--- BEGIN RECORDS FOR THIS EXERCISE ---
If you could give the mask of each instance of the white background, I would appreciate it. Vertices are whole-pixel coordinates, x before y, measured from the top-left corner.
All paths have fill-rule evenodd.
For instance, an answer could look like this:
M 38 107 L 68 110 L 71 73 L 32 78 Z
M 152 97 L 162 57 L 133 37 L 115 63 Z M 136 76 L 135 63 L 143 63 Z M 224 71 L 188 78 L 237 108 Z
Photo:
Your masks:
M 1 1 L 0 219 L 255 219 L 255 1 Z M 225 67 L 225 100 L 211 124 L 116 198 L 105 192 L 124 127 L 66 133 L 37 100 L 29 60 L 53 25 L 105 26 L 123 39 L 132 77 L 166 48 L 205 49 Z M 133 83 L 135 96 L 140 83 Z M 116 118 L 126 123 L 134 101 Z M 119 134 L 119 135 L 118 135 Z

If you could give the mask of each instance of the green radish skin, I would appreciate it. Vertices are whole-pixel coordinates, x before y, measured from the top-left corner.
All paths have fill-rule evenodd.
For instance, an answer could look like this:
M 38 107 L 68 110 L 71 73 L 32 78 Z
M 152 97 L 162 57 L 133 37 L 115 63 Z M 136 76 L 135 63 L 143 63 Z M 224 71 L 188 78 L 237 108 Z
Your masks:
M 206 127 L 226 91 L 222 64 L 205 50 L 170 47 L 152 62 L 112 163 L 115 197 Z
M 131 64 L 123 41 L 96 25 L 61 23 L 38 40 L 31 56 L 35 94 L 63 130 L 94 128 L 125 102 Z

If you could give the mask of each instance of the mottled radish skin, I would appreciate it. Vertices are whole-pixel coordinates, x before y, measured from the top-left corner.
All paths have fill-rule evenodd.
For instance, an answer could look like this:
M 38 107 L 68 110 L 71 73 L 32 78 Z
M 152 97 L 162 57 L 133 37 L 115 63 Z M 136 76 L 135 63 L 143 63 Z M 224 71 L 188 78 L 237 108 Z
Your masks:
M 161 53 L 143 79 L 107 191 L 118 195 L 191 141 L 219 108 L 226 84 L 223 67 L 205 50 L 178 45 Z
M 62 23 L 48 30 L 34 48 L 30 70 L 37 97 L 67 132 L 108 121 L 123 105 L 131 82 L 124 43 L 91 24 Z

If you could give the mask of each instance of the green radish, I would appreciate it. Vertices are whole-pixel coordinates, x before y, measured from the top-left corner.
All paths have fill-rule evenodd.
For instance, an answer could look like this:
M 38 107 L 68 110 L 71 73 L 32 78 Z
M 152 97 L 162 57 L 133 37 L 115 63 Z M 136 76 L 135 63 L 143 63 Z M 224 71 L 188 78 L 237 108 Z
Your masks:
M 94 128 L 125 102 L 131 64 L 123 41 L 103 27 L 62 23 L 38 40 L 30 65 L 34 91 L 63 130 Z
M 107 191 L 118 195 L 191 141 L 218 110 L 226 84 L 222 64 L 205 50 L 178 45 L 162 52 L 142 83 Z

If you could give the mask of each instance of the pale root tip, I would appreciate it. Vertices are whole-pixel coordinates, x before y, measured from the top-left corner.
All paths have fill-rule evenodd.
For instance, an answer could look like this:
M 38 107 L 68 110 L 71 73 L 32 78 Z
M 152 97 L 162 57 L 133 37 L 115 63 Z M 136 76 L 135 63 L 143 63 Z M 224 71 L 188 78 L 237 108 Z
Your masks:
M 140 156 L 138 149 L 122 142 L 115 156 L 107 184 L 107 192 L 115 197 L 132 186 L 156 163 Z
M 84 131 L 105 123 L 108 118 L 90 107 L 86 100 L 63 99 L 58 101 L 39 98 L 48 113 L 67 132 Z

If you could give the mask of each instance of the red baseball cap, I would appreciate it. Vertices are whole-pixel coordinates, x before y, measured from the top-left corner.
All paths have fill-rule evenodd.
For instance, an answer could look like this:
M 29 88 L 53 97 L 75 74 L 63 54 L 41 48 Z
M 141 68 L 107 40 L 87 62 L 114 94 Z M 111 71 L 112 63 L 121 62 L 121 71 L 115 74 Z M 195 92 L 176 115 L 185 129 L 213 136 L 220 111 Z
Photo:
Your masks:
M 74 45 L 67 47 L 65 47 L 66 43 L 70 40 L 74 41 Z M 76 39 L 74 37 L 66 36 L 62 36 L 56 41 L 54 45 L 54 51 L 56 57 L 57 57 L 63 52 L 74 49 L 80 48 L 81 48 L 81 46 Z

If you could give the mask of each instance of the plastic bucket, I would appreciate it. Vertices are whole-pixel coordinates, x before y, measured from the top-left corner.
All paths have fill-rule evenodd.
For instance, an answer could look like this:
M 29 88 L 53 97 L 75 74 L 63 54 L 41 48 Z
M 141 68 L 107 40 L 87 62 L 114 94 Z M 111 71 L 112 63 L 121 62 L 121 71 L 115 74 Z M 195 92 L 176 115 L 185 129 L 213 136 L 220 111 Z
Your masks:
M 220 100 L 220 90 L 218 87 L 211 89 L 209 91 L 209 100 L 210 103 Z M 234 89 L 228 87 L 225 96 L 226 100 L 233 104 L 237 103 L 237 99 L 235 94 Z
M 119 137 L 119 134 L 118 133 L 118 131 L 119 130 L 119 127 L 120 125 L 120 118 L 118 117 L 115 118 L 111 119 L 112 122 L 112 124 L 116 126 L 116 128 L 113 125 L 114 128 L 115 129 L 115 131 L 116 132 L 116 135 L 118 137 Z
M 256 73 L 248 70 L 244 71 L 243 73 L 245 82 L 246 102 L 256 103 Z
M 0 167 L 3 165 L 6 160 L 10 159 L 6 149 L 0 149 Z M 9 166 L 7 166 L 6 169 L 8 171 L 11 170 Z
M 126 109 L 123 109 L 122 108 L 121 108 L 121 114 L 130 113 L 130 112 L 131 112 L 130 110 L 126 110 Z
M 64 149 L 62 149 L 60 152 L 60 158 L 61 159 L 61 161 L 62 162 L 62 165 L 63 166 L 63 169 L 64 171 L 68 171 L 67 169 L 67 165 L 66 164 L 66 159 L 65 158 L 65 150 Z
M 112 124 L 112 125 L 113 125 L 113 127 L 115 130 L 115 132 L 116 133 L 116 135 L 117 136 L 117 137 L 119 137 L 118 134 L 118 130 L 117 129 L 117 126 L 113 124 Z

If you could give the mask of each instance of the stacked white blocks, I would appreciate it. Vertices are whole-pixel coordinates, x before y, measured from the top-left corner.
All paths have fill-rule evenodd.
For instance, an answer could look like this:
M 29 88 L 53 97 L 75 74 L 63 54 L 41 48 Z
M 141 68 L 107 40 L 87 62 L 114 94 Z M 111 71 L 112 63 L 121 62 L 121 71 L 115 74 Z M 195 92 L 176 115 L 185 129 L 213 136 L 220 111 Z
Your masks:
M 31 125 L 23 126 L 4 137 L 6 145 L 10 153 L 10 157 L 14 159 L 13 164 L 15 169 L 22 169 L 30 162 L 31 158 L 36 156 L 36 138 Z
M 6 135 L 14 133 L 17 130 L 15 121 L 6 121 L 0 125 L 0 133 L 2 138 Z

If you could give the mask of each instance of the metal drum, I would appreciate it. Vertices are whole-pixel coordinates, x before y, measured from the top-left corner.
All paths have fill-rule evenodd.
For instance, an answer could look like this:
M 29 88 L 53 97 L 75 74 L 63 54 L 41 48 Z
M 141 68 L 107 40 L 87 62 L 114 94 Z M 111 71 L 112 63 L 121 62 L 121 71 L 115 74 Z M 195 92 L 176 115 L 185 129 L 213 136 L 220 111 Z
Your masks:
--- END RECORDS FOR THIS EXERCISE ---
**DIRECTIVE:**
Copy the stretch from the line containing "of the pale" through the line containing "M 74 45 L 67", substituting "ball cap" for "baseball cap" and leaving all else unchanged.

**ANSWER FOR THE TASK:**
If you could give the mask of each instance of the pale root tip, I would appreciate it. Vertices are whole-pixel coordinates, x before y, measured from the top-left corner.
All paths have fill-rule evenodd.
For instance, an answer could look like this:
M 38 107 L 68 110 L 71 73 L 32 78 Z
M 152 97 L 162 57 L 133 37 L 115 63 Z M 136 76 L 135 63 L 143 63 Z M 224 71 L 188 78 L 237 108 Z
Your masks:
M 140 156 L 138 149 L 122 142 L 115 156 L 107 184 L 107 192 L 115 197 L 132 186 L 156 163 Z
M 84 131 L 105 123 L 108 118 L 90 107 L 86 100 L 63 99 L 58 101 L 39 98 L 48 113 L 67 132 Z

If you could give the mask of each instance of the red ball cap, I would appreciate it. Vertices are whole-pixel coordinates, x before y, measured from the top-left corner.
All paths have fill-rule evenodd.
For instance, an answer could look like this:
M 29 88 L 53 97 L 75 74 L 63 54 L 41 48 Z
M 141 68 L 107 40 L 87 62 L 114 94 Z M 111 71 L 112 63 L 121 62 L 121 71 L 115 74 Z M 195 92 L 176 115 L 185 129 L 213 136 L 220 111 Z
Photo:
Your masks:
M 74 45 L 67 47 L 65 47 L 66 43 L 70 40 L 74 41 Z M 76 39 L 74 37 L 66 36 L 62 36 L 56 41 L 54 45 L 54 51 L 56 57 L 57 57 L 63 52 L 74 49 L 80 48 L 81 48 L 81 46 Z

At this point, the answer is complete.